**Required action**
Please state the number of lines in the entries below where the word "fried" appears. Include nothing else.

(Items listed in a dataset)

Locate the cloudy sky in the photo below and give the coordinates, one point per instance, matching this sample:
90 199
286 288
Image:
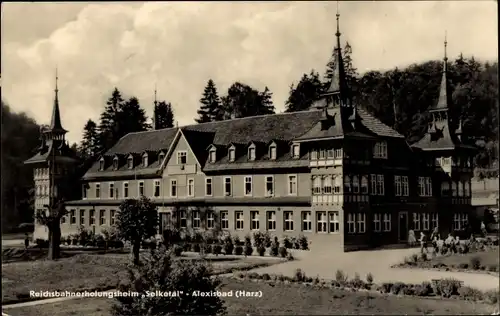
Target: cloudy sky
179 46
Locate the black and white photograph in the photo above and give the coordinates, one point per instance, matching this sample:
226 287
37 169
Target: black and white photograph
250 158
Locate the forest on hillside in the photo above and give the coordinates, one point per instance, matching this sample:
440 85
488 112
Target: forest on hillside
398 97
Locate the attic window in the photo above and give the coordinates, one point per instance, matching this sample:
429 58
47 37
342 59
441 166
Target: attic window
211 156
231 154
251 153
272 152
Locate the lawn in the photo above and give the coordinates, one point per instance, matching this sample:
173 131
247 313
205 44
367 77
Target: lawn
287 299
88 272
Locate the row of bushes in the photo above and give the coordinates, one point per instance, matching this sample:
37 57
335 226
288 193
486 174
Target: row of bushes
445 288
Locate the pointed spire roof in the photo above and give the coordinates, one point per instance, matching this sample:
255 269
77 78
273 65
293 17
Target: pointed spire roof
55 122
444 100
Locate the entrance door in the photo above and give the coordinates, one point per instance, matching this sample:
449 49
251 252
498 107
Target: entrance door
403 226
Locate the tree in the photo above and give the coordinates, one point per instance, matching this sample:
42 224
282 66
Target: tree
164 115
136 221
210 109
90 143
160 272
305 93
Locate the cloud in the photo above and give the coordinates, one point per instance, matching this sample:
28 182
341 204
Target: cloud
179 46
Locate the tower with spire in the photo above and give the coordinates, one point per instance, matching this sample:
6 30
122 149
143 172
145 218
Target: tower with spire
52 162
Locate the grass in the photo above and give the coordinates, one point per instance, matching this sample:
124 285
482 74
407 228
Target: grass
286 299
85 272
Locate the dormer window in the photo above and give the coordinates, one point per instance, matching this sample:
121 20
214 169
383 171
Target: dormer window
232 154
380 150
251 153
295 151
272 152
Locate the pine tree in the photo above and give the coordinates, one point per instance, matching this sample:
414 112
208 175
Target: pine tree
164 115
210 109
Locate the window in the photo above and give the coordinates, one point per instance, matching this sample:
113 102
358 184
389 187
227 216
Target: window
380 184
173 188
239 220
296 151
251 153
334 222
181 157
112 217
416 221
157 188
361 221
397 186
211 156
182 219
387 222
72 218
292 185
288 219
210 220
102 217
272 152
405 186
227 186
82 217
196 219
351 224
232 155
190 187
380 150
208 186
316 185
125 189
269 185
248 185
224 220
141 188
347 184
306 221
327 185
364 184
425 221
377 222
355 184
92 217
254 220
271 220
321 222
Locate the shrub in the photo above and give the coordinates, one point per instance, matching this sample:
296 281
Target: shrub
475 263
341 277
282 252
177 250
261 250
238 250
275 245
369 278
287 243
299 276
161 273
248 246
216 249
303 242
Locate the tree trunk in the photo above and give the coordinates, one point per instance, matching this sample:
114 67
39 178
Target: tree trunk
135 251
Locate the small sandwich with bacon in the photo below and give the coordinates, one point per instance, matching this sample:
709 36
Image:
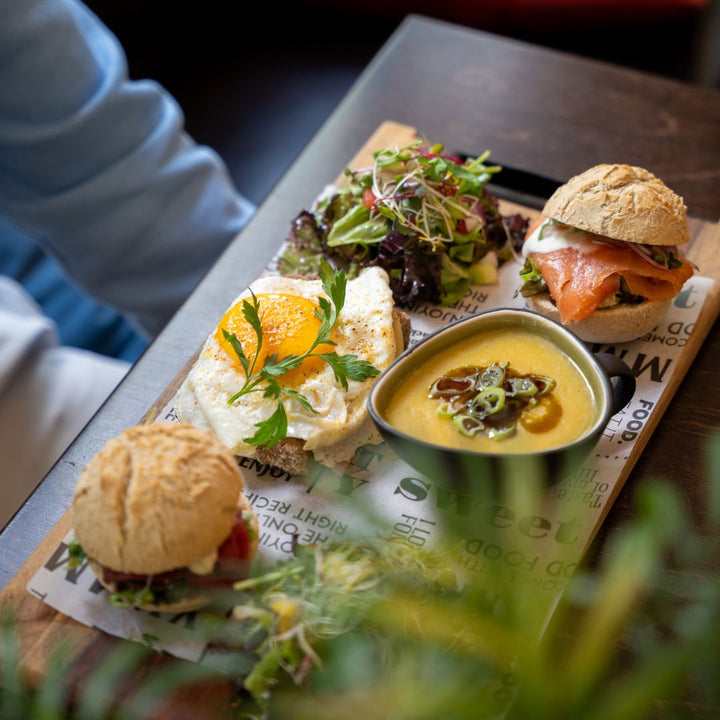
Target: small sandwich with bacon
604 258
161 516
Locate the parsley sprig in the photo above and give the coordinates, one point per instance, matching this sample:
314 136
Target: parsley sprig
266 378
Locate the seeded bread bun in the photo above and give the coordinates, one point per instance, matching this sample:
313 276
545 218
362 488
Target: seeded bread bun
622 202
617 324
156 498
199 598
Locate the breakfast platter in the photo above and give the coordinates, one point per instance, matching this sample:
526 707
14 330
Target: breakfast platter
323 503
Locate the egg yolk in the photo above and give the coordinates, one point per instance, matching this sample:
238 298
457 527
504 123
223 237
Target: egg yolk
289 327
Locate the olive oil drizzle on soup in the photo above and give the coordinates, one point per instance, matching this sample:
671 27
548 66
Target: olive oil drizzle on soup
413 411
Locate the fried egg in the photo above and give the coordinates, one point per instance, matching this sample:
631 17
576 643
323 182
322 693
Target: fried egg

**Your solution**
2